GOAL.
Rewrite the stretch of data from the line containing "task | point to each instance of the boat" through the line containing "[(239, 314)]", with the task and format lines included, and output only those lines. Scale each x and y coordinate in the answer points by 1.2 and round to whole numbers, rounding halves up.

Dataset records
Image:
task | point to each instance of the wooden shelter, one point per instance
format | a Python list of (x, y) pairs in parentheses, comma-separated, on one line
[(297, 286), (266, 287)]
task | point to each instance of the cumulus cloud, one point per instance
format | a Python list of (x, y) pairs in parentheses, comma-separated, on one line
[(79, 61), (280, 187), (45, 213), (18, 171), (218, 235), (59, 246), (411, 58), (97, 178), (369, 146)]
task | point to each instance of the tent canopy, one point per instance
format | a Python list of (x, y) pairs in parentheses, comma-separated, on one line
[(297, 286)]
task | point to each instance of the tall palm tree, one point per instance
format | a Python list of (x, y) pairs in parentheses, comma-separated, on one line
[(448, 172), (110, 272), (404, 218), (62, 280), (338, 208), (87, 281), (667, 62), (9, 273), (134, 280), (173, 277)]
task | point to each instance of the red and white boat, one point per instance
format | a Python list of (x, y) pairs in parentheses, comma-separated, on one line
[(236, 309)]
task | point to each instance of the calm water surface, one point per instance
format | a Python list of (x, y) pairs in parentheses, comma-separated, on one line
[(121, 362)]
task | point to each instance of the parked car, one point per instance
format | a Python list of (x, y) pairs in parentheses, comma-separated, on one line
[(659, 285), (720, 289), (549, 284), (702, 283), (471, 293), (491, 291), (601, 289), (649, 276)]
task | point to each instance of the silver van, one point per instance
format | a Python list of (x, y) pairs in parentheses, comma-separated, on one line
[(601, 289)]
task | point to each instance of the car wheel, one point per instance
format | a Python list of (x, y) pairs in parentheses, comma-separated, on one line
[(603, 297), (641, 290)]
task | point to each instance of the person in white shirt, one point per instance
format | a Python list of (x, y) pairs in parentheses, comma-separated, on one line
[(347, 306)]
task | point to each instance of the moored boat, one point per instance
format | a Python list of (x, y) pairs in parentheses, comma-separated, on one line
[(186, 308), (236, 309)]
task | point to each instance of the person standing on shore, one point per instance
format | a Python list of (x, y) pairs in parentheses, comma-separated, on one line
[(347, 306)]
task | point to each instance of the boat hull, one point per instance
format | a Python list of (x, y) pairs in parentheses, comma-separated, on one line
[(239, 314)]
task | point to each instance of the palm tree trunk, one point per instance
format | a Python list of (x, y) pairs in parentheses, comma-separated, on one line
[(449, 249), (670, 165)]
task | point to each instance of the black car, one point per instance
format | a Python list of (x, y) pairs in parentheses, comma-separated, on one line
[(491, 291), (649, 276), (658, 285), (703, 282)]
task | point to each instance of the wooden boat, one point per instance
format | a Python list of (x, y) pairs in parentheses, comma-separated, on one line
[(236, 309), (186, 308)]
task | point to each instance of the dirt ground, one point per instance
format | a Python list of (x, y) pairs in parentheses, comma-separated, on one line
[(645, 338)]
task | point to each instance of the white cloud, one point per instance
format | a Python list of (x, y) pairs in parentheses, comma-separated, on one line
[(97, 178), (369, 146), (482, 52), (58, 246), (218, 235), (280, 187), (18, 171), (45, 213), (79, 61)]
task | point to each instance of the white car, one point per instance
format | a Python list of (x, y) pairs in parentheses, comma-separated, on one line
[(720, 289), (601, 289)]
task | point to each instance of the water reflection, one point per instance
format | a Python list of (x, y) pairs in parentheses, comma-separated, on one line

EXERCISE RESULT.
task | point to each instance of the boat hull, one point per instance
format | a Python list of (x, y) pairs in parentheses, comma-separated, on one line
[(287, 377)]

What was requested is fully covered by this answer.